>> Begin Recorded data

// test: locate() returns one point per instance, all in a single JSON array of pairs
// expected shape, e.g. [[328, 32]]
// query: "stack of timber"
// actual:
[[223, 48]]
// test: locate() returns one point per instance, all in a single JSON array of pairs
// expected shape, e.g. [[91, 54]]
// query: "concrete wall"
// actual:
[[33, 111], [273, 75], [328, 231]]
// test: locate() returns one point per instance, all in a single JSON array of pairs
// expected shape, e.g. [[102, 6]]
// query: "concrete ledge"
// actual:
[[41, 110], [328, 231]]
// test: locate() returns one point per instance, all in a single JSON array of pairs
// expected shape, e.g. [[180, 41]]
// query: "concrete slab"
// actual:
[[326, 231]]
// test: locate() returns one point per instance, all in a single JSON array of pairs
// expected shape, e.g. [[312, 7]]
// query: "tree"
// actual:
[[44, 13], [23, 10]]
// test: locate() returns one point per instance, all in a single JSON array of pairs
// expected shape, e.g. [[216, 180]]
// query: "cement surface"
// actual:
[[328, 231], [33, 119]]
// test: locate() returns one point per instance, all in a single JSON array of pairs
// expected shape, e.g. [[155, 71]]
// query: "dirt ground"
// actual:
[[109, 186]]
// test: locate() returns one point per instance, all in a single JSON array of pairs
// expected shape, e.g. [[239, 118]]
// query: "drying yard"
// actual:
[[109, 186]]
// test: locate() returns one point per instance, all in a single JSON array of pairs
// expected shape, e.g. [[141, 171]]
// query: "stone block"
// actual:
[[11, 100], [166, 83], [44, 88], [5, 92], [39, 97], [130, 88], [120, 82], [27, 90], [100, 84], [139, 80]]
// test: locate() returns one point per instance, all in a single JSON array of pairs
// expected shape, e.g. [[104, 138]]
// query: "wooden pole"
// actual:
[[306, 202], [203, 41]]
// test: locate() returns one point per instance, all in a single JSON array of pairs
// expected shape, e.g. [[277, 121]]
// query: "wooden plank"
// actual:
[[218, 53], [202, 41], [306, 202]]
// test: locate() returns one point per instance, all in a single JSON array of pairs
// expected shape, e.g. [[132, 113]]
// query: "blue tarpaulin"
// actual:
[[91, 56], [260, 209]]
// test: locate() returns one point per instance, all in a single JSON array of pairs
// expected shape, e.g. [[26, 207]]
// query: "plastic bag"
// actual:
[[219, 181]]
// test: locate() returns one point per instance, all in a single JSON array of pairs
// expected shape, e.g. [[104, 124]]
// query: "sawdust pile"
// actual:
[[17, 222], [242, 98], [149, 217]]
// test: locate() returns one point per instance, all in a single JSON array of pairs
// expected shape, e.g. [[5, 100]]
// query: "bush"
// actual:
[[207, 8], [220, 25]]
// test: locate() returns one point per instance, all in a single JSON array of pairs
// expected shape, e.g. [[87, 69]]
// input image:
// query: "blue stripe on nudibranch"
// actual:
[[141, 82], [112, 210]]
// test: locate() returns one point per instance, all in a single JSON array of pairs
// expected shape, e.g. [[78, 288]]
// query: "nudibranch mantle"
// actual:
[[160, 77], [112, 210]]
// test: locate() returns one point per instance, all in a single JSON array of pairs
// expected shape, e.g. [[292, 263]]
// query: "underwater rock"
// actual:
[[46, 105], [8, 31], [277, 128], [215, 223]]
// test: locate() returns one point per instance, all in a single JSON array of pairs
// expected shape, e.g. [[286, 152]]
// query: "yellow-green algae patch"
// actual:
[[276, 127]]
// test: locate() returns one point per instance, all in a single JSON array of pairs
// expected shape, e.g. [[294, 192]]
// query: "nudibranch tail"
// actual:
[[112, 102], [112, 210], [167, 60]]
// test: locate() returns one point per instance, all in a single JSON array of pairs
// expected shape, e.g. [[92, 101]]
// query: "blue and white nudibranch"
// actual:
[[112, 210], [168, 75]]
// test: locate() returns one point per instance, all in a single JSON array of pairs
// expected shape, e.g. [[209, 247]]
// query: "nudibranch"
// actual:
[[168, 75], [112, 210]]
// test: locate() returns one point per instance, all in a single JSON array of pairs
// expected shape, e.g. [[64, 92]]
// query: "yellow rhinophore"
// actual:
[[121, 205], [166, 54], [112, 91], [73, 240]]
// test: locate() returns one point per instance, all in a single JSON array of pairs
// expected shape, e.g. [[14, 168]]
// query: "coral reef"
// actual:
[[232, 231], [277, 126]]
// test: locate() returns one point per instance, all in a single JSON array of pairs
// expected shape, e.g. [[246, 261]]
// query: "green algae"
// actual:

>> End Recorded data

(What you need to do): Pick out every line of the records that contains the word "algae" and copy each one.

(Answer to the problem):
// query: "yellow-green algae patch"
// query: "green algae"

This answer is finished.